■ **Exercise prompt**: Please pick out each line in the records below that contains the word "peak" and copy those lines.

"""

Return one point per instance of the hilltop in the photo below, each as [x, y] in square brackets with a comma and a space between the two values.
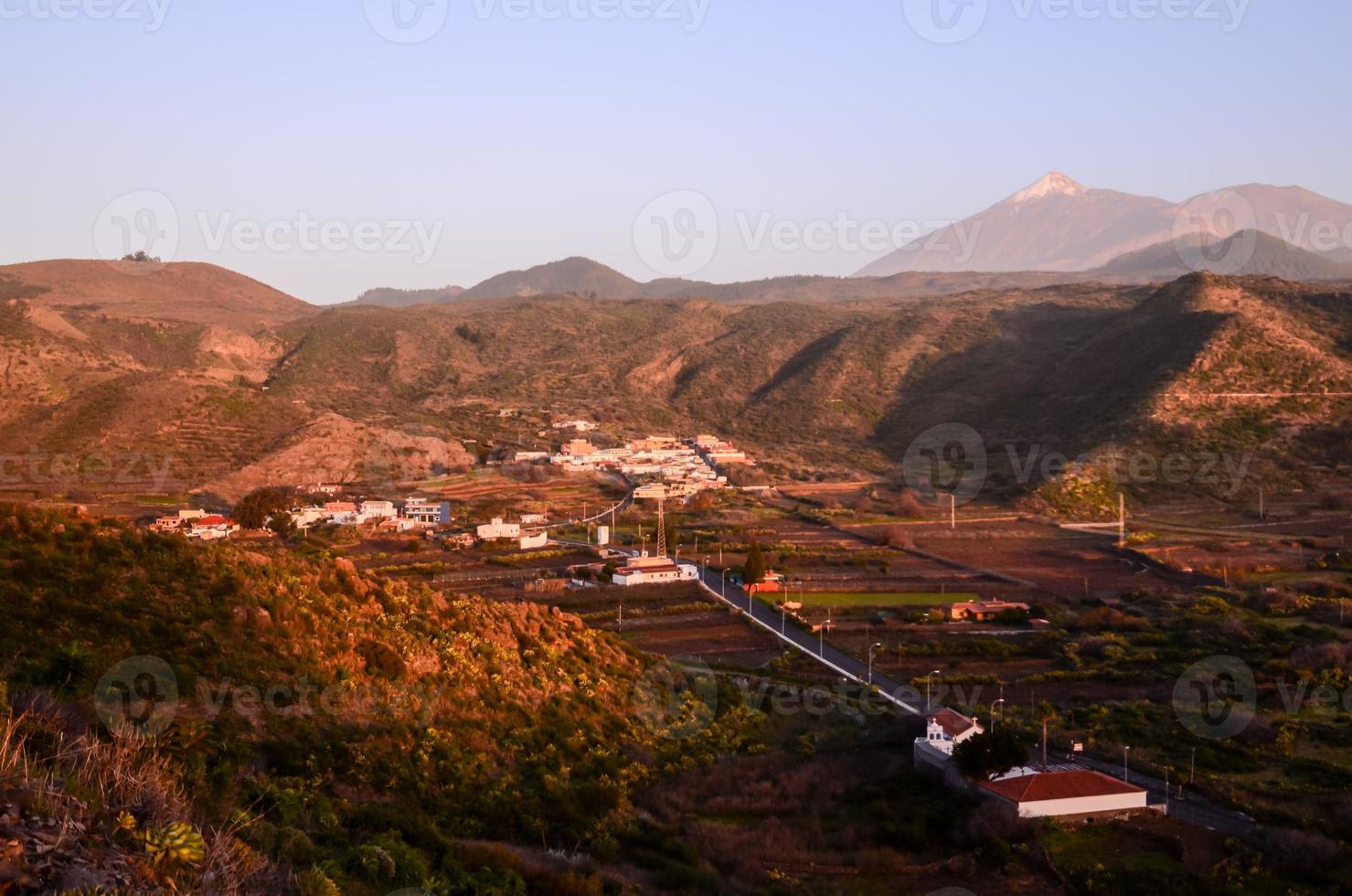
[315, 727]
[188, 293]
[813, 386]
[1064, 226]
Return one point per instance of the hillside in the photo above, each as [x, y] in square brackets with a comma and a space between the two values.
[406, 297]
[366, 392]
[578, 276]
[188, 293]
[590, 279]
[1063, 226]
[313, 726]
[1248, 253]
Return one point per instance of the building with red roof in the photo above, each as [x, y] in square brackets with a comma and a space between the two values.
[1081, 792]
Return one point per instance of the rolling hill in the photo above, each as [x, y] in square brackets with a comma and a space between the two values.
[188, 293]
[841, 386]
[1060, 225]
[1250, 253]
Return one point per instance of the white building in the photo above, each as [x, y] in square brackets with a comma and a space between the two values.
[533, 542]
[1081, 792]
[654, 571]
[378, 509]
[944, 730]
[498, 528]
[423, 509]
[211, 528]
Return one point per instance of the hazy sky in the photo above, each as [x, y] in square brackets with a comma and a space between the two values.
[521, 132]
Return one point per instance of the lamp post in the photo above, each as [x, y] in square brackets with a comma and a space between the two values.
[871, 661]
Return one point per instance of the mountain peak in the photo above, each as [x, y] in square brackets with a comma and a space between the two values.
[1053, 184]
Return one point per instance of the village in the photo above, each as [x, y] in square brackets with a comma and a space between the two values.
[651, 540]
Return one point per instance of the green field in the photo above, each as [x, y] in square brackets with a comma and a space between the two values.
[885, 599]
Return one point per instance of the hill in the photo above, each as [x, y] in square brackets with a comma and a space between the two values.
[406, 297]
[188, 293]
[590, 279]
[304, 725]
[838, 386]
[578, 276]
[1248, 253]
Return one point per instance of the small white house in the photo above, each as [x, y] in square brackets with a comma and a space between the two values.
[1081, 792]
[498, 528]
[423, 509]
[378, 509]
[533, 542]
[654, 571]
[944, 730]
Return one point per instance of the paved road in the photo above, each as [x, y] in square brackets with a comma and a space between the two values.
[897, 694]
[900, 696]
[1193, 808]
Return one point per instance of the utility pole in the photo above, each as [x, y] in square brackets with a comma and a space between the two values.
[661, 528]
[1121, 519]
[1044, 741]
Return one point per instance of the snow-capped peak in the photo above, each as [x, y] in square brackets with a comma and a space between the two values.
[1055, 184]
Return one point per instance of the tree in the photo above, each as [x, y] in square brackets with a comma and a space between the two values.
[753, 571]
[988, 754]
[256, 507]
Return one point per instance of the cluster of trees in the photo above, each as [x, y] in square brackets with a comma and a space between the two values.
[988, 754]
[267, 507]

"""
"""

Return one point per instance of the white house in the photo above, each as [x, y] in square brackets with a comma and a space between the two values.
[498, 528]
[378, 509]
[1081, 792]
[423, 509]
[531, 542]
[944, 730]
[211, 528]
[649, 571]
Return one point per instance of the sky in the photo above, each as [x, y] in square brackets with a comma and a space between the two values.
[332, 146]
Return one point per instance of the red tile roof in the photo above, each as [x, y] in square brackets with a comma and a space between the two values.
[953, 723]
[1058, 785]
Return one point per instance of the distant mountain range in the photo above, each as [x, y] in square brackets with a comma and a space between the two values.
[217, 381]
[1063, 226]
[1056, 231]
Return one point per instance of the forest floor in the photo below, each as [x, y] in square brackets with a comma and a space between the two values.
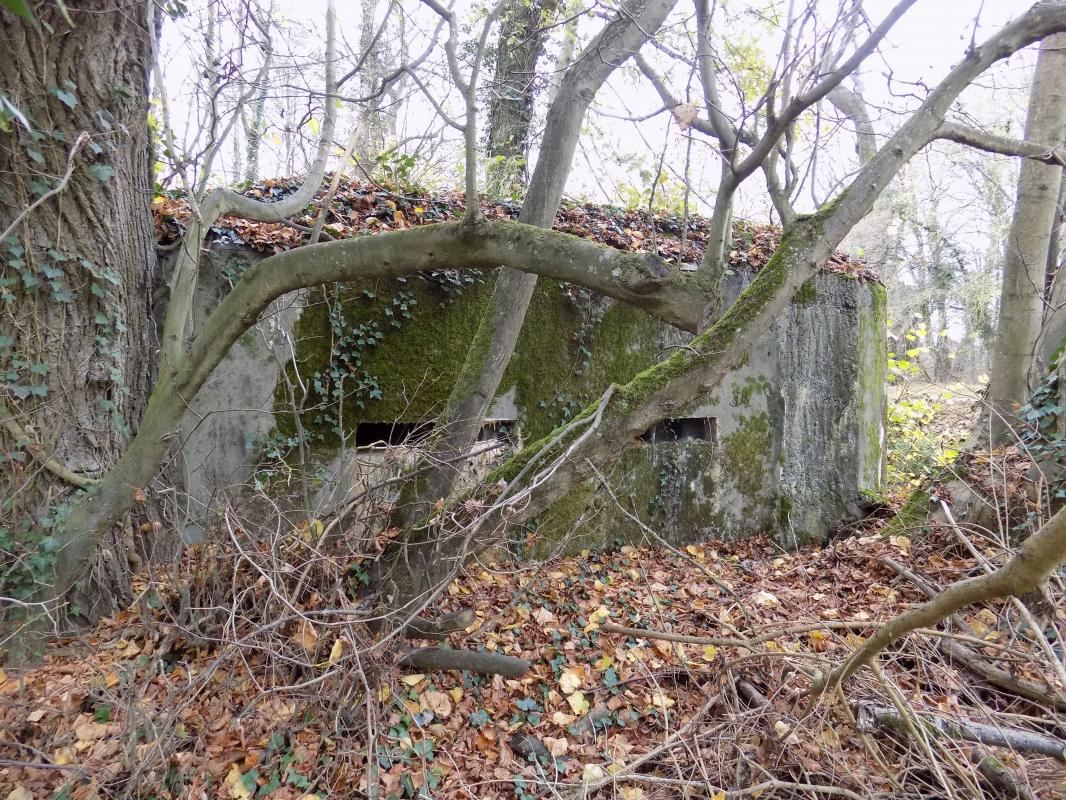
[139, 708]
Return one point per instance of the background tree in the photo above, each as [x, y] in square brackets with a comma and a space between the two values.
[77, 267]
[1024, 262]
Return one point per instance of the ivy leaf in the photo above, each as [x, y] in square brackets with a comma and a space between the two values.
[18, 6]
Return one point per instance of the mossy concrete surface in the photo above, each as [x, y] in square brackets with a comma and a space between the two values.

"""

■ **Answer**:
Return one point per instance of the mountain peak in the photo above, each as [x, y] in square brackets with a comma and a space between the two values.
Return one point per instance of the snow-capped peak in the photo above, each as [x, y] in square brackets with a comma and a space between the two values.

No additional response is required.